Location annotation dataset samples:
************
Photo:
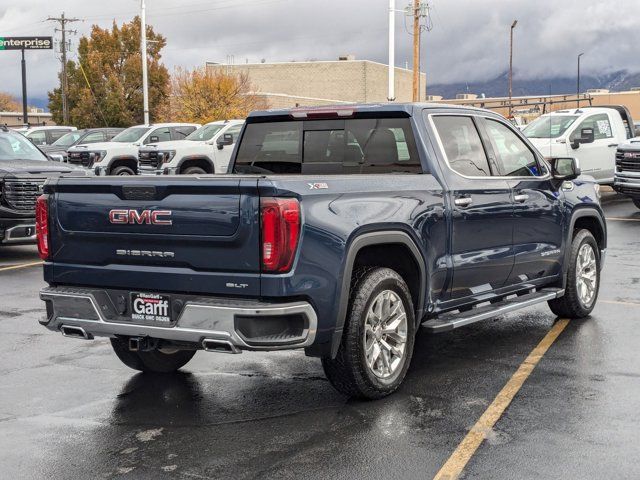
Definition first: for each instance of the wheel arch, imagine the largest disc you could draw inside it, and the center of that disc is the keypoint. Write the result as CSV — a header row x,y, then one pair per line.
x,y
590,219
378,239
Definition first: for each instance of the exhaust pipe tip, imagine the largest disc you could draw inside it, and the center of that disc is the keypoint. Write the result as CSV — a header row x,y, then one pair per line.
x,y
134,344
219,346
75,332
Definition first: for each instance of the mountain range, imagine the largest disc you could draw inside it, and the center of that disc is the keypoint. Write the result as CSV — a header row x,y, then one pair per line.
x,y
499,86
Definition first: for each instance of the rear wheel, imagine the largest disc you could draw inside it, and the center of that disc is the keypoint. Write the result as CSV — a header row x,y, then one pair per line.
x,y
583,278
194,171
122,170
157,360
378,337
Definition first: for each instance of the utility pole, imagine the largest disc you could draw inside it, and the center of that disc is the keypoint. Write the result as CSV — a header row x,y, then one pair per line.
x,y
63,50
143,51
513,26
416,50
392,51
23,64
578,85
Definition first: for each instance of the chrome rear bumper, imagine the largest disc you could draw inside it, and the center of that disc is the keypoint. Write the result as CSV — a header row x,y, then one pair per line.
x,y
201,320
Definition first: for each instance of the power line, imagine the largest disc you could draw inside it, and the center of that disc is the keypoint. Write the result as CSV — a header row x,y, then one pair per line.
x,y
62,20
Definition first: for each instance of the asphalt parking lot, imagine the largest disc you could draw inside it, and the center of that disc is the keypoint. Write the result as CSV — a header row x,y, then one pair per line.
x,y
70,409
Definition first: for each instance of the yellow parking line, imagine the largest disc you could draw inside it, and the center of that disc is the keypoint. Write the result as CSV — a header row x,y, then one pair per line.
x,y
616,302
24,265
618,219
467,448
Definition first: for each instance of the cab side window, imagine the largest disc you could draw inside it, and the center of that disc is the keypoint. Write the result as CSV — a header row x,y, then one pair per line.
x,y
234,131
162,134
600,124
462,145
514,158
180,133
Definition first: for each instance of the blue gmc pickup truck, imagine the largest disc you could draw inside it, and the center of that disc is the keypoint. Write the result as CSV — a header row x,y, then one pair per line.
x,y
340,230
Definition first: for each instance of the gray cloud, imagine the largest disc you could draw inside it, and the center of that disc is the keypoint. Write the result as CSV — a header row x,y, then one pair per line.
x,y
469,39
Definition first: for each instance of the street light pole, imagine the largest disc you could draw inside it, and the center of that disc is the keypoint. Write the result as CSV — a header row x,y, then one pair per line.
x,y
143,52
578,83
392,51
513,25
416,50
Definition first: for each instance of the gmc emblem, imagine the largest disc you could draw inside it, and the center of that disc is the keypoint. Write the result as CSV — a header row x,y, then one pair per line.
************
## Instructions for the task
Number every line of the rows above in order, skipping any blank lines. Don't include the pictures in your answer.

## Answer below
1. Photo:
2. Definition first: for each instance of the wheel arch, imagine the largest disc you could draw inside it, and the center of that disc is the keypoint. Write the result as CSV — a header row x,y, then one pair per line.
3. x,y
4. 590,219
5. 378,239
6. Definition first: for each instance of the exhaust pipe tip, imagine the largest disc you could draw inside it, and the center of that disc is the keypoint. Write the result as CSV — a header row x,y, then one pair per line.
7. x,y
8. 134,344
9. 219,346
10. 75,332
11. Definition first: for each instance of the mountain range, imagine the largest disc you could draw inside it, and the center of that disc is the keypoint. Write the result as CSV — a header row x,y, then one pair per line.
12. x,y
13. 499,86
14. Definition first: for each instance of the rear wheel, imagine the largest disc you could draw inside it, and the center of that disc is the keypoint. Write the result as CSV — a header row x,y, then one pair per line.
15. x,y
16. 583,278
17. 194,171
18. 122,170
19. 157,360
20. 378,337
21. Definition first: for each instance of the utility pole, imagine the largest disc you could draw inside it, and the center of that disc is the keypoint. Write the result as CSV — a header row x,y, then one pair per line.
22. x,y
23. 63,50
24. 143,51
25. 513,26
26. 416,50
27. 392,51
28. 23,64
29. 578,85
30. Definition first: for each instance of the chrome rear bumper, imagine the largest disc you could draw inside it, and the center of that disc is the keypoint. Write the result as CSV — a header row x,y, then one pair per line.
31. x,y
32. 201,320
33. Definition first: for each instance of the power line, imagine the largest disc you could draw inside it, and the center of that disc is the keypoint. Write the result as CSV — a header row x,y, then one pair per line.
34. x,y
35. 62,20
36. Definition first: for each instance of the asphalt parking lot, imagine the largest disc you could draw inside it, and the center of that disc is the keypoint. Write the result as CSV — a header row x,y, then one pair per line.
37. x,y
38. 70,409
39. Definition first: for each instance of the yellow parking line, imagine the largest disc you could draw inside it, and the center of that disc is the keypoint. Write the result as CSV — a header row x,y, then one pair per line.
40. x,y
41. 616,302
42. 24,265
43. 618,219
44. 467,448
45. Definition first: for each instance of the cab side window, imagine the largest disc you could draw inside it, and the center of that disc is the keypoint. Write the result as CSV — a header row x,y, then one pair per line.
46. x,y
47. 234,131
48. 162,134
49. 600,124
50. 462,145
51. 514,158
52. 180,133
53. Definition first: for each instance of the blue gmc pickup truck, imagine the largest disc you could draw inside it, and the center of that disc is the keypoint. Write the result as CSV — a header row x,y, then one pair per line.
54. x,y
55. 340,230
56. Definition first: for each instance of the gray cloud, imagine the largest disc you could draw inside it, and the center of that disc is the keypoint. Write the result as CSV — a header row x,y, then one pair per line.
57. x,y
58. 469,39
59. Definition first: for each instance of the street light pole, imagine the largest disc you could draw inside it, and the center of that disc is the keypoint. Write the result as CSV — a header row x,y, then one pair per line.
60. x,y
61. 143,52
62. 578,83
63. 392,51
64. 513,25
65. 416,50
66. Definition first: for each instance of the gmc emblem, imagine the largest disc you could draw inside it, and the center of that disc is the keypoint. Write the result as CSV — a header row x,y, then one pair per line.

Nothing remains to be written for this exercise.